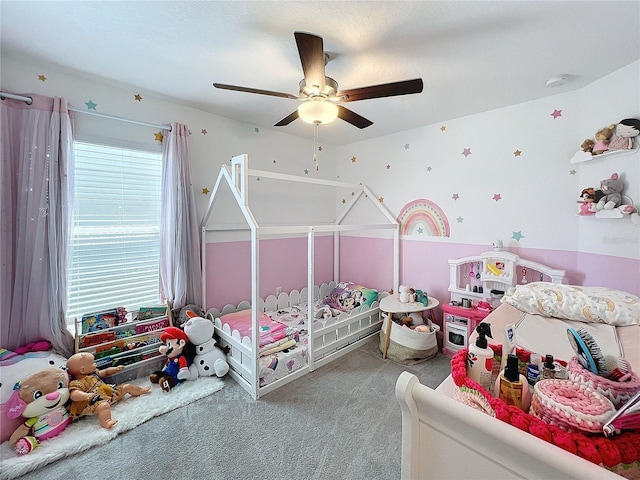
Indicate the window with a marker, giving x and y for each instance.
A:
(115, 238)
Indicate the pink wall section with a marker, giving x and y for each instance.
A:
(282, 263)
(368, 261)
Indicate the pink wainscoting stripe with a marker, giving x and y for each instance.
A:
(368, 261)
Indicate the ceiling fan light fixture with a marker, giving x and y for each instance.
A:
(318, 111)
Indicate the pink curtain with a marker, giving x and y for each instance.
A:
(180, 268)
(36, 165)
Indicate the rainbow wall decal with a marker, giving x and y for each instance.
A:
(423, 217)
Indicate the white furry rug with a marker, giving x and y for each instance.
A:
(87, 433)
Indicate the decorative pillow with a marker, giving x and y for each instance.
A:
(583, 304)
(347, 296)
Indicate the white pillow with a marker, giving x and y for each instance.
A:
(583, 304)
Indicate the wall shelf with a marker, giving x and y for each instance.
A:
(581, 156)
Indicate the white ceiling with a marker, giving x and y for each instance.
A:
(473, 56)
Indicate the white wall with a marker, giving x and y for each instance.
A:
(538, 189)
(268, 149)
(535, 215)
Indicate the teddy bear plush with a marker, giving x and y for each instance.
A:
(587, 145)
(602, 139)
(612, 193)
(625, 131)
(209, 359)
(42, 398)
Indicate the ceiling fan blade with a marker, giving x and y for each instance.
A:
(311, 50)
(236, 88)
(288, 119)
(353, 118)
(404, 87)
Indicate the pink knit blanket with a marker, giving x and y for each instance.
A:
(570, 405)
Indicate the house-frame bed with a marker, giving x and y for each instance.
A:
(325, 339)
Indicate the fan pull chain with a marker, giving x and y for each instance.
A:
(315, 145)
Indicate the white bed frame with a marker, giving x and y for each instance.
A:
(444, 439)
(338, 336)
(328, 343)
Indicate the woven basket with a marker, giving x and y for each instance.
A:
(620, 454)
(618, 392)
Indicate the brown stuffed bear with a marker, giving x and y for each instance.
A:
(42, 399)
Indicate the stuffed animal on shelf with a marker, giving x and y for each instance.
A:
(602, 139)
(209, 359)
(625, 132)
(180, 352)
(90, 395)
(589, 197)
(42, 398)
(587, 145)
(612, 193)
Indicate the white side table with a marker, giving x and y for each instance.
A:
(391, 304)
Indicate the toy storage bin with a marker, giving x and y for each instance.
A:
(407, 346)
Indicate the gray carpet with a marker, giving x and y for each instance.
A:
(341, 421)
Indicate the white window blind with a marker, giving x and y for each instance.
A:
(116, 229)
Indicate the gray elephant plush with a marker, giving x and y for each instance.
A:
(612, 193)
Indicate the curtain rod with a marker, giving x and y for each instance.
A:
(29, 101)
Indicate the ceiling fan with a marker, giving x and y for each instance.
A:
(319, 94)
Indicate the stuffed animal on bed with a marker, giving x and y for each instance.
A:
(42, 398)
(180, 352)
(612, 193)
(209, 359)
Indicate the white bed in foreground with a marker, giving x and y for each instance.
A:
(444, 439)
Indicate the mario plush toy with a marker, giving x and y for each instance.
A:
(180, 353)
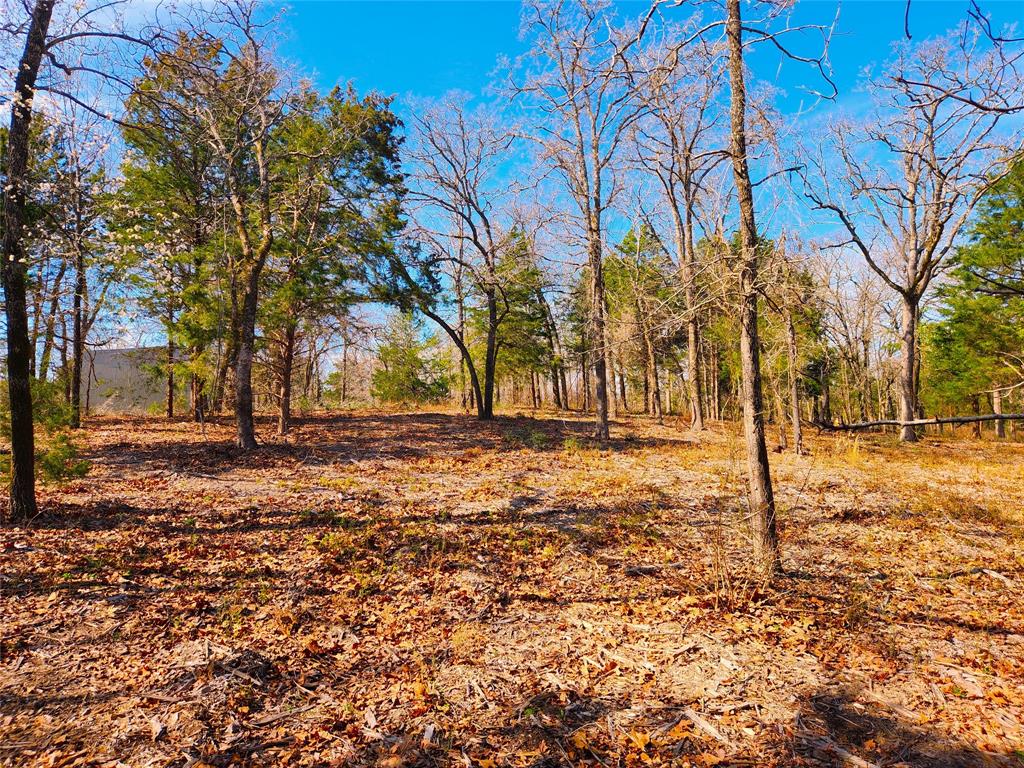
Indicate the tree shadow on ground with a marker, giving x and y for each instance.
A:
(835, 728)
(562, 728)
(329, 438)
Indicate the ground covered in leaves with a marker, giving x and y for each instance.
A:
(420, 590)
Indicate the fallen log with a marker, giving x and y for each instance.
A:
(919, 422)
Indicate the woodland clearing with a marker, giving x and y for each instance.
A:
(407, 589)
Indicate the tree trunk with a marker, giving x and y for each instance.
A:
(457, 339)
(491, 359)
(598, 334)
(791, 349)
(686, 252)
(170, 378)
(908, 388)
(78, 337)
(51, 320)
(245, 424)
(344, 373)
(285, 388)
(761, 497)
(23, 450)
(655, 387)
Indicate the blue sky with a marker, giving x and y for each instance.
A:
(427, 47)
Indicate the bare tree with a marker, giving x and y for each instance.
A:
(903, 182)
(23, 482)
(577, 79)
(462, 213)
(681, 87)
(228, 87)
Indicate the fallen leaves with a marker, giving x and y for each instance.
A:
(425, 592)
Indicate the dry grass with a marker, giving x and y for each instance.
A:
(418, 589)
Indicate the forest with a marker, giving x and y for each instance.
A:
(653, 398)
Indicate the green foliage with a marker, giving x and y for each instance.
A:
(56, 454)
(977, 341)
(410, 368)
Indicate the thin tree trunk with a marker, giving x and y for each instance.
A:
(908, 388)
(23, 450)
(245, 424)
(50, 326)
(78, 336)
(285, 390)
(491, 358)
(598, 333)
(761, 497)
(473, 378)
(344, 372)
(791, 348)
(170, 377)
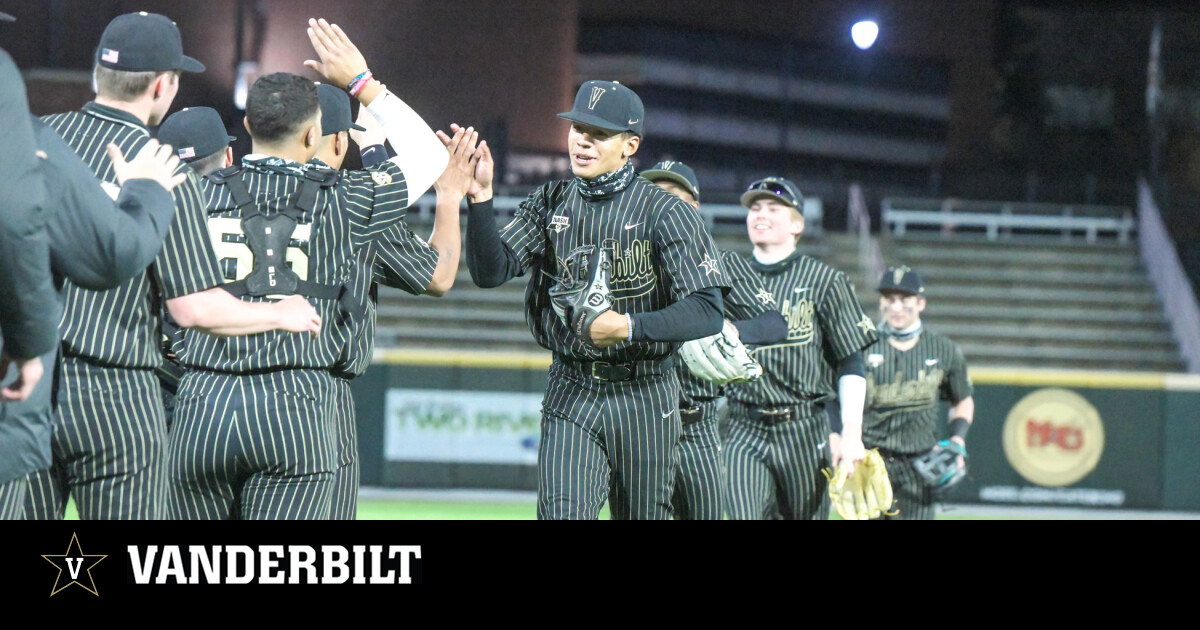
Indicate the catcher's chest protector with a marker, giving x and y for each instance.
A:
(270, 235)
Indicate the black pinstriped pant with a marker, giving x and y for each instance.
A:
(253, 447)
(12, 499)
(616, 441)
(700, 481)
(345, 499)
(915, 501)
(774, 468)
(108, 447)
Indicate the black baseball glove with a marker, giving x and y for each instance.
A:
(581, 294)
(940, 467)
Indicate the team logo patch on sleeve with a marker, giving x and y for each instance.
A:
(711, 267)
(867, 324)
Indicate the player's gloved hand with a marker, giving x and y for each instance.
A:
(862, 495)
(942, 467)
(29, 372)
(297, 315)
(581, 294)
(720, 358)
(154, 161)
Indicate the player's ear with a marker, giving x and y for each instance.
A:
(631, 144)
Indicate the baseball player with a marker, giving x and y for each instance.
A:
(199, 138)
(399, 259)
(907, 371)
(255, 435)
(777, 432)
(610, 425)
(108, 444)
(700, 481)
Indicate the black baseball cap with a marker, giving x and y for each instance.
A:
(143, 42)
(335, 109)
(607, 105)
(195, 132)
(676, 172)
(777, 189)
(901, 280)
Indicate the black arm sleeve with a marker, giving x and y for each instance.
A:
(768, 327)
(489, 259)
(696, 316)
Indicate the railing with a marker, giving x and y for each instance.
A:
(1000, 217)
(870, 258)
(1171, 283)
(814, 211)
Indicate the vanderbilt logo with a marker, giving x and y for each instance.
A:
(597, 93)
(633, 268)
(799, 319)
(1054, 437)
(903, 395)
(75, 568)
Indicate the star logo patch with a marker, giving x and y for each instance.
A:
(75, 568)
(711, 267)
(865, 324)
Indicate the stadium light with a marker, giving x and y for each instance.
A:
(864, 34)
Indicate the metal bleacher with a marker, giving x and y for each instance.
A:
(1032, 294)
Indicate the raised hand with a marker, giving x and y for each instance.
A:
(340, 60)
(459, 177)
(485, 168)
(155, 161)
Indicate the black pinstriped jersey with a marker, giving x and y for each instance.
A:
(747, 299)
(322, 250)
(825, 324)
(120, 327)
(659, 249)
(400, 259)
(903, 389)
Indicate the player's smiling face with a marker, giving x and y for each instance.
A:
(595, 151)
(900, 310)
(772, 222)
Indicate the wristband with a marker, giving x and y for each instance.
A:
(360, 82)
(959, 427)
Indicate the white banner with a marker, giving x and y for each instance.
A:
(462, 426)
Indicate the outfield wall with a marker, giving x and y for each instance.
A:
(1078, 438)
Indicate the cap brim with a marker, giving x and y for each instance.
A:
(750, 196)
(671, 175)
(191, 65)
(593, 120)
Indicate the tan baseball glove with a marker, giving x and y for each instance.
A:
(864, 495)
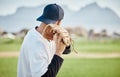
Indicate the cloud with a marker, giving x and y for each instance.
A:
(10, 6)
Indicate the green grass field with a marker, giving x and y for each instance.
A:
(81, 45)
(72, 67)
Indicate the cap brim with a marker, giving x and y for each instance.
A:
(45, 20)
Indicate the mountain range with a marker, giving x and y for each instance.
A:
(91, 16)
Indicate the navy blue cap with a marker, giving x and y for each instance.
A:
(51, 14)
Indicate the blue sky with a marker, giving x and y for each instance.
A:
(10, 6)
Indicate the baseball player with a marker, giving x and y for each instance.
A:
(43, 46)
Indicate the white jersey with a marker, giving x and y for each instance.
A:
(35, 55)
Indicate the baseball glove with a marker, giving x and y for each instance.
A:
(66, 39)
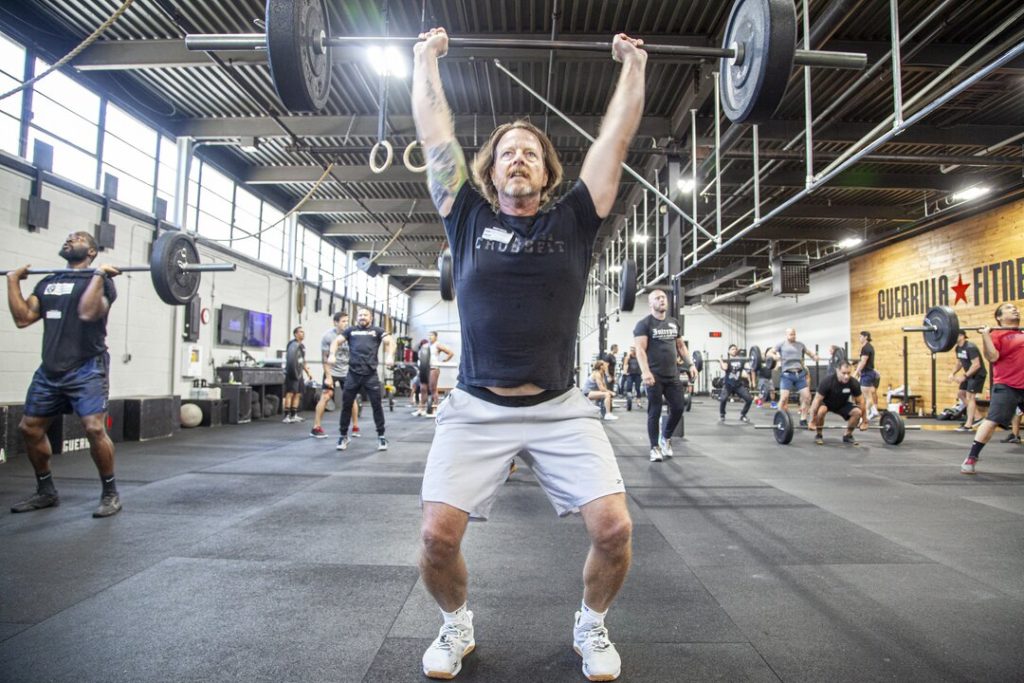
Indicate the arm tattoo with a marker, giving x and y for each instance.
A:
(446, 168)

To do: Your task is to set down exactly the lines that run from the line holding "Indicate the cloud" through the close of the entries, including both ends. Pictures stay out.

Exercise result:
Indicate the cloud with a marker, giving x and y for each instance.
A:
(10, 6)
Indicate the green grass field with a marker, giving x and y for each instance.
A:
(81, 45)
(72, 67)
Indicate the cap brim with a marker, giving x and y for each instance.
A:
(45, 20)
Indicate the mountain range with a marker, giving x and y for each instance.
A:
(91, 16)
Indicate the navy blue cap with a marker, giving x and y for each instance.
A:
(51, 14)
Indicate the blue sky with a marker, giving x and y for each instance.
A:
(10, 6)
Indicate the baseball player with a marker, giving x and y for each instance.
A:
(43, 46)
Indicate the white jersey with a marker, giving x and y for each instance.
A:
(35, 55)
Indicate the baseball glove with a marker, giving x and y for each instance.
A:
(66, 39)
Indicate the arm tattoo with a marker, giving x and y for each instance.
A:
(446, 168)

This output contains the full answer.